Page excerpt:
○ ○ ○
C# doesn't need it, connection pooling is automatic.
On Fri, 20 May 2005 21:39:18 +0100, "Paul Ranson"
wrote in message :
>I think you simply don't understand the elementary construct I'm talking
>about.
>
>In C++ I can write code that I can prove closes the connection, or returns
>it to the pool, on every path and in the presence of exceptions. It's simple
>and elegant at the user level. I don't understand why Java and C# don't have
>something similar, it would be compatible with existing syntax.
>
>Paul
>
>"Adam" wrote in message
>news:428de53c$1{at}w3.nls.net...
>> Paul Ranson wrote:
>>
>>> So your code has to check the connection before every call?
>>
>> Depends. No you don't have to. You can simply call to a pooled connection
>> & it will give you one from it's hashtable of conns when you need it.
>>
>> It's an architectural issue as you could simply use some form of ORM
>> instead (e.g. hibernate or JORM). If you want to get ambitious try:
>>
>> http://c-jdbc.objectweb.org/
>>
>> It is in C++ too given you have to write a class which instantiates the
>> conn & then closes/destructs it when the class has been
finished with. Do
>> you keep that class around & if so how does it deal with
network/db errors
>> etc i.e. re-opening dead conns? Do you create the connection everytime &
>> in a multithreaded/multi-user env do you then run out of db handles?
○ ○ ○
Material shown:
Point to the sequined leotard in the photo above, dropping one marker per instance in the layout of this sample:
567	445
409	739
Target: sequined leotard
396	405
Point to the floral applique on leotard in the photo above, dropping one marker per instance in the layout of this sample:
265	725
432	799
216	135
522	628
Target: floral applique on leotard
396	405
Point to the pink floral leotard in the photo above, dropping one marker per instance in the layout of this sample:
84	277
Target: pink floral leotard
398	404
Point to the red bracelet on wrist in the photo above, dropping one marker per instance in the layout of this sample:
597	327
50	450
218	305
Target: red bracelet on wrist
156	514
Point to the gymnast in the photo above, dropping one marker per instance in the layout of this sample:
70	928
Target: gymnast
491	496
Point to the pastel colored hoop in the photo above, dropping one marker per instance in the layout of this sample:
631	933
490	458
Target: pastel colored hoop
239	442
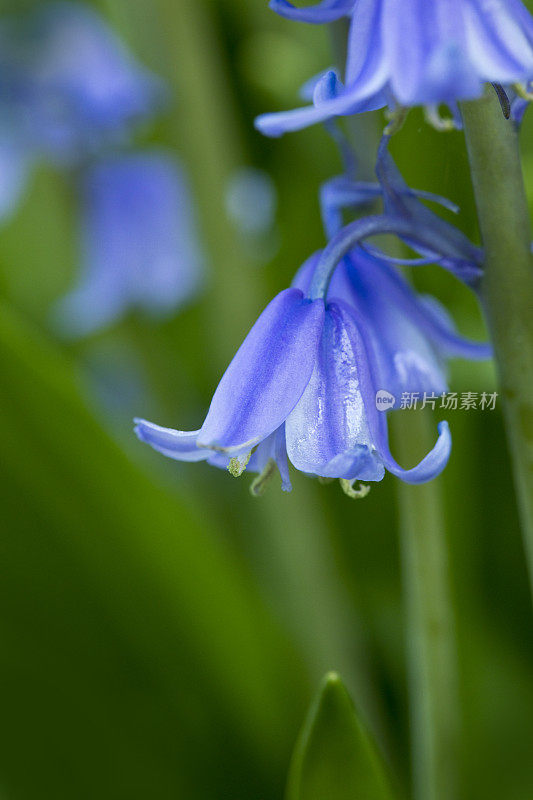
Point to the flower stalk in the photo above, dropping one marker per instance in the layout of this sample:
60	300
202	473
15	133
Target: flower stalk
430	627
507	288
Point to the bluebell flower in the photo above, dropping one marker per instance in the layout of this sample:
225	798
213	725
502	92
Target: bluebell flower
414	52
301	386
71	85
139	242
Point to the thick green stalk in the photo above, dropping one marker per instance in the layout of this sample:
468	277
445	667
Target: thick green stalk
432	659
432	662
504	221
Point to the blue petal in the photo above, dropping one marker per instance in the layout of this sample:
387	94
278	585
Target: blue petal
268	375
140	244
179	445
446	242
272	448
325	11
500	40
329	421
405	358
426	46
304	276
331	99
432	464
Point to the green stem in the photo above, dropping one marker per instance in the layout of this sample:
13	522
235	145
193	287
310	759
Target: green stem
431	644
503	213
432	661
○ ○ ○
Stated task 1:
Which two ORM tools does Adam name as examples in the connection pooling discussion?
Stated task 2:
Pick up the connection pooling discussion after its last line and keep writing it.

Task answer 1:
hibernate and JORM

Task answer 2:
>>
>> Gee it sounds to me like you'd need to arch the solution dependant upon
>> the use. Gosh that sounds similar....
>>
>>> How does the pool determine that the connection is not active?
>>>
>>
>> All sorts of ways. An oft used method is to use a factory method to get a
>> conn & within the call to get the object from the factory you provide an
>> expiry time. There can be an upper limit config'ed into the pool by the
>> server admin i.e. you might set 10 minutes expiry but the server might go
>> "sod that mate you're getting 18K milliseconds tops".
>>
>>
>>> Seems like you're leaping through hoops to avoid doing it the easy way.
>>>
>>
>> Hardly. So are you keeping your object around & what happens if the db
>> refuses/network is down/slow etc.? Having to jump through hoops in
>> designing your class to guard against such occurences or simply create a
>> new connection every time you access the db?
>>
>> Gee seems to me that you should just get a pooling mech as that's the easy
>> way.
>>
>>
>>> So why does Java not have destructors?
>>
>> You can (& should) close connections.
>>
>>> Somebody must be able to say. I think it is because the original
>>> designers hadn't considered them in any other context than memory
>>> management. And now they're stuck...
>>>
>>
>> Hardly. No reason at all why you can't deference an object & then call
>> system.gc() or indeed for something like a dbconn you can call
>> conn.close().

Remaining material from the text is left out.